GIVEN PROBLEM:
Rewrite the lines of every item, putting "nonzero" wherever "even-odd" appears and leaving everything else unchanged.

EXTRACTED ENTRIES:
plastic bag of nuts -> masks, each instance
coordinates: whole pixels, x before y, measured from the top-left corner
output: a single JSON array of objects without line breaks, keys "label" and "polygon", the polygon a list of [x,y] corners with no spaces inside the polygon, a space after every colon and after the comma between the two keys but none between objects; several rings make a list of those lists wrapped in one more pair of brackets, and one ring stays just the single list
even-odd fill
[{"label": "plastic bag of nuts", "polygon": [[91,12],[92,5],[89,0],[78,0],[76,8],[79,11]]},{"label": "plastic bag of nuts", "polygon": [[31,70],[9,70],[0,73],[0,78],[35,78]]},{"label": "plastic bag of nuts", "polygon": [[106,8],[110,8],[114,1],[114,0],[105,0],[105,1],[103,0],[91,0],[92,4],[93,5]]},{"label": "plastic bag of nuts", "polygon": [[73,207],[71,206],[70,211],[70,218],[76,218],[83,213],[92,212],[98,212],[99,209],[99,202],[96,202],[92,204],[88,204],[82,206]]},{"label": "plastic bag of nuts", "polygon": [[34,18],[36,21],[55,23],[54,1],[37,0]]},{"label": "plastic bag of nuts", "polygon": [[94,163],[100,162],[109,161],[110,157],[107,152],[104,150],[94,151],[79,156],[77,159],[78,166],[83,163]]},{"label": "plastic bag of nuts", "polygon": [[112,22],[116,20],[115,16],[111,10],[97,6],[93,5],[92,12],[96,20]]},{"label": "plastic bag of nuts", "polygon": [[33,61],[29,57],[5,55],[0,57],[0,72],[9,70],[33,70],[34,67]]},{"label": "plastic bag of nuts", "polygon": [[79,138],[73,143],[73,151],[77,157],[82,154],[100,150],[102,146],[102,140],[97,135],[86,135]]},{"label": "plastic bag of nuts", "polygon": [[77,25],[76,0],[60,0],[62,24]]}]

TASK RESPONSE:
plastic bag of nuts -> masks, each instance
coordinates: whole pixels, x before y, measured from the top-left corner
output: a single JSON array of objects without line breaks, keys "label" and "polygon", the polygon a list of [x,y] corners with no spaces inside the polygon, a space after every colon and after the comma between the two keys but none between objects; several rings make a list of those lists wrapped in one more pair of brackets, and one ring stays just the single list
nonzero fill
[{"label": "plastic bag of nuts", "polygon": [[91,12],[92,5],[89,0],[78,0],[76,8],[79,11]]},{"label": "plastic bag of nuts", "polygon": [[31,70],[9,70],[0,73],[0,78],[35,78]]},{"label": "plastic bag of nuts", "polygon": [[106,8],[110,8],[114,1],[114,0],[105,0],[105,1],[103,0],[91,0],[92,4],[93,5]]},{"label": "plastic bag of nuts", "polygon": [[73,207],[71,206],[70,211],[70,218],[76,218],[83,213],[92,212],[98,212],[99,209],[99,202],[96,202],[92,204],[88,204],[82,206]]},{"label": "plastic bag of nuts", "polygon": [[34,18],[36,21],[55,23],[54,1],[37,0]]},{"label": "plastic bag of nuts", "polygon": [[94,163],[100,162],[109,161],[110,157],[107,152],[104,150],[94,151],[79,156],[77,159],[78,166],[83,163]]},{"label": "plastic bag of nuts", "polygon": [[112,22],[116,20],[115,16],[111,10],[97,6],[93,5],[92,12],[96,20]]},{"label": "plastic bag of nuts", "polygon": [[33,61],[29,57],[5,55],[0,57],[0,72],[9,70],[33,70],[34,67]]},{"label": "plastic bag of nuts", "polygon": [[79,138],[73,143],[73,151],[77,157],[82,154],[100,150],[102,146],[102,140],[97,135],[86,135]]},{"label": "plastic bag of nuts", "polygon": [[77,25],[76,0],[60,0],[62,24]]}]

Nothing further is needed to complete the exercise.